TRECHO PARA LEITURA →
***

Apesar da frequente necessidade de alterações e adaptações às transformações da sociedade, os preceitos do Código de Direito do Consumidor (CDC), após 26 anos de sua entrada em vigor, estão bem sedimentados.
A busca pelo maior equilíbrio nas relações consumeristas é tema frequente de estudo e discussão. Entretanto, deve-se ter cuidado para que as conquistas trazidas pelo CDC ao longo dos anos não sejam distorcidas, ensejando a concessão – muitas vezes, infelizmente, com a chancela do Poder Judiciário - de vantagens indevidas em favor dos consumidores.
Dentre os preceitos mais conhecidos do CDC, destaca-se o da responsabilidade objetiva do fornecedor (artigo 12 do CDC), em que se determina que o fornecedor responde por eventuais defeitos em seus produtos ou serviços, independente de culpa.
Ocorre que a interpretação a respeito da responsabilidade objetiva do fornecedor, em muitas ocasiões, não é devidamente utilizada, gerando um enorme número de demandas judiciais e reclamações perante os órgãos de defesa do consumidor.
Com efeito, não obstante o apontamento no artigo 12, § 3º, do CDC das excludentes de responsabilidade do fornecedor, torna-se cada vez mais comum a tentativa de transformar a mencionada responsabilidade objetiva em absoluta, buscando-se a responsabilidade do fornecedor em razão de qualquer fato relacionado ao produto ou serviço oferecidos no mercado de consumo, mesmo que não se verifique qualquer defeito intrínseco ao produto ou serviço.

***

DADOS FORNECIDOS →
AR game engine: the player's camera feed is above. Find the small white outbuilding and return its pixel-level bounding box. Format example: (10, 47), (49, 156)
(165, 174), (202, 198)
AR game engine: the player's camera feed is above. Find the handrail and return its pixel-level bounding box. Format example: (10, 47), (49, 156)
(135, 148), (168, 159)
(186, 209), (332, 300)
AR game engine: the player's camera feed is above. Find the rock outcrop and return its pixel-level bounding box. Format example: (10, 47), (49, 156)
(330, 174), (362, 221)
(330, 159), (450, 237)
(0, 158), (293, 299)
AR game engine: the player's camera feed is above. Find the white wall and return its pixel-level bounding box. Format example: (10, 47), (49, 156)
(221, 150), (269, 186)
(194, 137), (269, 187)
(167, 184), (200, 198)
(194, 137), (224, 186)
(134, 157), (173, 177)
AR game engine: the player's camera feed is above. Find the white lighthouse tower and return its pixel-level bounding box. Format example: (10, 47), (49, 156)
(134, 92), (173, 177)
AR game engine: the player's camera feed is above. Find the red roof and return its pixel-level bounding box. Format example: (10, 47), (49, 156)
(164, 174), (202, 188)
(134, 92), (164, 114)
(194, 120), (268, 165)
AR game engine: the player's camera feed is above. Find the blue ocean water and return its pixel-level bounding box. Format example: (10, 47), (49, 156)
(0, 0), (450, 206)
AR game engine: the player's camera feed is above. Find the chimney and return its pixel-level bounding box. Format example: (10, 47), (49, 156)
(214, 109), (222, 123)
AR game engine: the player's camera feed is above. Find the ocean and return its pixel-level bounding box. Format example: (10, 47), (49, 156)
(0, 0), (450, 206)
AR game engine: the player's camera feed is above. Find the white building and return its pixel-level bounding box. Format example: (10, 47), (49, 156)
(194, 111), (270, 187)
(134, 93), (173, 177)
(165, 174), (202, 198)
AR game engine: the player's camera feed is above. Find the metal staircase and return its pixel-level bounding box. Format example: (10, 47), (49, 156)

***

ATIVIDADE 1 → Reproduza o texto sobre o CDC, começando em "Ocorre que a" e seguindo até "defesa do consumidor.".
ATIVIDADE 2 →
Responda às perguntas abaixo com base no texto sobre o CDC.
(a) Há quantos anos o CDC está em vigor?
(b) Qual artigo do CDC trata da responsabilidade objetiva do fornecedor?
(c) Em qual dispositivo do CDC estão apontadas as excludentes de responsabilidade do fornecedor?
ATIVIDADE 3 → Dê continuidade ao texto sobre o CDC a partir do ponto em que ele termina.

RESPOSTA 1 →
Ocorre que a interpretação a respeito da responsabilidade objetiva do fornecedor, em muitas ocasiões, não é devidamente utilizada, gerando um enorme número de demandas judiciais e reclamações perante os órgãos de defesa do consumidor.

RESPOSTA 2 →
(a) Há 26 anos.
(b) O artigo 12.
(c) No artigo 12, § 3º.

RESPOSTA 3 →
Podemos citar, como exemplo, ações envolvendo montadoras de automóveis, demandadas em razão de alegações de defeitos em airbags, cintos de segurança ou freios de seus veículos.
Em muitos casos, apesar das orientações existentes no manual do veículo, das informações sobre as hipóteses em que o airbag deveria ser acionado, do imprescindível uso a todo momento do cinto de segurança ou da necessidade de revisão dos veículos em locais autorizados, as montadoras são demandadas em razão de acidentes que em nada se relacionam com a qualidade de seus produtos, mas, em muitos casos, apenas com a imprudência de seus consumidores na condução dos veículos.
Outro exemplo facilmente encontrado em demandas judiciais indevidas é a busca pela responsabilização do fornecedor de produtos médicos. Mesmo não tendo o consumidor seguido as orientações médicas necessárias para o devido funcionamento adequado do produto, busca-se a responsabilidade do fornecedor.
Citamos também os conhecidos casos de alegação de extravasamento de próteses de silicone. De fato, é comum a verificação de realização de exames na região do implante ou sofrimento de traumas pelos consumidores que ocasionaram os alegados extravasamentos, não havendo qualquer relação de tais fatos com a qualidade do produto.
Vale destacar, inclusive, o surgimento de demandas em razão da divulgação de realização de campanha de recall de determinado produto. Conforme já é de conhecimento geral, a campanha de recall tem caráter preventivo, a fim de se verificar a necessidade de eventuais ajustes nos produtos, não sendo qualquer reconhecimento pelos fornecedores da existência inequívoca de defeito, conforme, inclusive, já sedimentado no âmbito da jurisprudência pátria.
Não obstante, são inúmeras as ações ajuizadas buscando-se a responsabilização de fornecedores em razão da notícia do recall de determinado produto, mesmo que o eventual acidente ocorrido não se relacione com o objeto do recall. Não raros também são os casos em que não se verificou qualquer acidente ou prejuízo, mas se busca a reparação por danos morais em razão da campanha de recall, alegando-se suposto sentimento de insegurança.
Tais situações do cotidiano apenas exemplificam a utilização abusiva da chamada responsabilidade objetiva dos fornecedores de produtos ou serviços.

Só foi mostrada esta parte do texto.